▶ _Text provided_

In broad terms, the Eastern dialects of South Slavic (Bulgarian and Macedonian) differ most from the Western dialects in the following ways:

- The Eastern dialects have almost completely lost their noun declensions, and have become entirely analytic.
- The Eastern dialects have developed definite-article suffixes similar to the other languages in the Balkan sprachbund.
- The Eastern dialects have lost the infinitive; thus, the first-person singular (for Bulgarian) or the third-person singular (for Macedonian) are considered the main part of a verb. Sentences which would require an infinitive in other languages are constructed through a clause in Bulgarian, искам да ходя (iskam da hodya), "I want to go" (literally, "I want that I go").

Apart from these three main areas there are several smaller, significant differences:

- The Western dialects have three genders in both singular and plural (Slovene has dual—see below), while the Eastern dialects only have them in the singular—for example, Serbian on (he), ona (she), ono (it), oni (they, masc), one (they, fem), ona (they, neut); the Bulgarian te (they) and Macedonian тие (tie, 'they') covers the entire plural.
- Inheriting a generalization of another demonstrative as a base form for the third-person pronoun which already occurred in late Proto-Slavic, standard literary Bulgarian (like Old Church Slavonic) does not use the Slavic "on-/ov-" as base forms like on, ona, ono, oni (he, she, it, they), and ovaj, ovde (this, here), but uses "to-/t-"based pronouns like toy, tya, to, te, and tozi, tuk (it only retains onzi – "that" and its derivatives). Western Bulgarian dialects and Macedonian have "ov-/on-" pronouns, and sometimes use them interchangeably.
- All dialects of Serbo-Croatian contain the concept of "any" – e.g. Serbian neko "someone"; niko "no one"; iko "anyone". All others lack the last, and make do with some- or no- constructions instead.

=== Divisions within Western dialects ===

- While Serbian, Bosnian and Croatian Shtokavian dialects have basically the same grammar, its usage is very diverse. While all three languages are relatively highly inflected, the further east one goes the more likely it is that analytic forms are used – if not spoken, at least in the written language. A very basic example is:
  - Croatian – hoću ići – "I want – to go"
  - Serbian – hoću da idem – "I want – that – I go"
- Slovene has retained the proto-Slavic dual number (which means that it has nine personal pronouns in the third person) for both nouns and verbs. For example:
  - nouns: volk (wolf) → volkova (two wolves) → volkovi (some wolves)
  - verbs: hodim (I walk) → hodiva (the two of us walk) → hodimo (we walk)

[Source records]

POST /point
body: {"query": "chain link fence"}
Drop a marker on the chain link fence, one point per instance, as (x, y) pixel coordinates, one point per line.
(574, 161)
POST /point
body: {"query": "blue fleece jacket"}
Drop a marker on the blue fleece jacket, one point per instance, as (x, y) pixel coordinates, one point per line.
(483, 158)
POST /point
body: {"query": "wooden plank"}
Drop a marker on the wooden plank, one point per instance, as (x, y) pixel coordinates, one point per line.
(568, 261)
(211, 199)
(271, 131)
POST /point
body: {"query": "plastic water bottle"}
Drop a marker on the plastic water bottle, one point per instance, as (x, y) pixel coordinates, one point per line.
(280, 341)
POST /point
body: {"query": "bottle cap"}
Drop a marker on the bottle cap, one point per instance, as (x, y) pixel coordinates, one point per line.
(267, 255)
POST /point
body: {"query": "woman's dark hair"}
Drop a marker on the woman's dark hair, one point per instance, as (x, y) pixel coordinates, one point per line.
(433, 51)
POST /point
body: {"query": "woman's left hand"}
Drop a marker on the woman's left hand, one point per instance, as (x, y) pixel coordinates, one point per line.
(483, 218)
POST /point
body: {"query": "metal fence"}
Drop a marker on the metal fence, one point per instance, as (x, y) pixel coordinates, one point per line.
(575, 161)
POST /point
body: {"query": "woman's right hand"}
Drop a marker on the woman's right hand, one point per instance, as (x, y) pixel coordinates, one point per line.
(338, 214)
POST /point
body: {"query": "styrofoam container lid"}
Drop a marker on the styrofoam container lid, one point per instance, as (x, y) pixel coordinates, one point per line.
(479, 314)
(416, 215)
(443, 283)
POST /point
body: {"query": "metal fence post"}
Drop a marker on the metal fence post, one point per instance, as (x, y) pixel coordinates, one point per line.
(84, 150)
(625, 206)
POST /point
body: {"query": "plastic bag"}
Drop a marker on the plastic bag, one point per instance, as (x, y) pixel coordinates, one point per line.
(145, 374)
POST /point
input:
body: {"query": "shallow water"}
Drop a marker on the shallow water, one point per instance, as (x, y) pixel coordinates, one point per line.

▶ _Tasks_
• 1. Answer from the text on South Slavic dialects:
(a) Which single Bulgarian word covers the entire plural for "they"?
(b) Which language has retained the proto-Slavic dual number?
(c) What Croatian form is given for "I want to go"?
• 2. Write the next part of the text on South Slavic dialects, picking up after its last line.
The listing comes from a source separate from the text on South Slavic dialects.

▶ _Results of the exercise_
• 1.
(a) te
(b) Slovene
(c) hoću ići

• 2.
=== Divisions within Eastern dialects ===

- In Macedonian, the perfect is largely based on the verb "to have" (as in other Balkan languages like Greek and Albanian, and in English), as opposed to the verb "to be", which is used as the auxiliary in all other Slavic languages (see also Macedonian verbs):
  - Macedonian – imam videno – I have seen (imam – "to have")
  - Bulgarian – vidyal sum – I have seen (sum – "to be")
- In Macedonian, there are three types of definite article (base definite form, definite noun near the speaker and definite noun far from the speaker).
  - дете (dete, 'а child')
  - детето (deteto, 'the child')
  - детево (detevo, 'this child [near me]')
  - детено (deteno, 'that child [over there]')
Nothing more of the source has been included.